Exercise goal: Identify every line in the entries below that contains the string "dark", matching case exactly, and copy each such line.

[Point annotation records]

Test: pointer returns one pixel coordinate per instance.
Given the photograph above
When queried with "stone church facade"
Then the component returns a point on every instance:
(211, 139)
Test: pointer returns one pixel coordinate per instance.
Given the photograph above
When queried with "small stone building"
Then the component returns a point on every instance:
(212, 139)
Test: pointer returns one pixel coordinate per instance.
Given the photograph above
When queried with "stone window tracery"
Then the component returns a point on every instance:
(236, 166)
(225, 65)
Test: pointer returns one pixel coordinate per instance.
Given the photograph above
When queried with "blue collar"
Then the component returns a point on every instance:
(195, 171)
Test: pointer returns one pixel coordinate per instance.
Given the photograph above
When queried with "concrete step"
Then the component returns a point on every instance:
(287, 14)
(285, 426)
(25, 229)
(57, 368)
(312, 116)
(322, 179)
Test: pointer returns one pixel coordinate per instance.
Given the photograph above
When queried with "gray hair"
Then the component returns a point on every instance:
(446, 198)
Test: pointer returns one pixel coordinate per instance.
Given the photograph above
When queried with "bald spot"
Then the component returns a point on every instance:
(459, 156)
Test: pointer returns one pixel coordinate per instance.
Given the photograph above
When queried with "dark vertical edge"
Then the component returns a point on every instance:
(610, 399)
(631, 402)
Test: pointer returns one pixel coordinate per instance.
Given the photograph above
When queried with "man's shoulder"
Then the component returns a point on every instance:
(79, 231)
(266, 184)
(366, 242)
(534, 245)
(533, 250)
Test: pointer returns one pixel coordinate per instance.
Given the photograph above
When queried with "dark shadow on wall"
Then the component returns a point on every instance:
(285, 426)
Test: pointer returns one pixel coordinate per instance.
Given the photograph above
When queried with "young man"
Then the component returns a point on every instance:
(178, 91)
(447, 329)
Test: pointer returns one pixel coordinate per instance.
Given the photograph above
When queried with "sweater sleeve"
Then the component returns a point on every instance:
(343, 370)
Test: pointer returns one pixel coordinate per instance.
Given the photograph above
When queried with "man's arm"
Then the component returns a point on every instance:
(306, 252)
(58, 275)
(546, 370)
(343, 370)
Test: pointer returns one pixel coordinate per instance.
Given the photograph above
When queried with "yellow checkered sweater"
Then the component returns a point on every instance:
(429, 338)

Solution to the problem:
When queried with "dark vertical edge"
When queried with "dark shadow on wall"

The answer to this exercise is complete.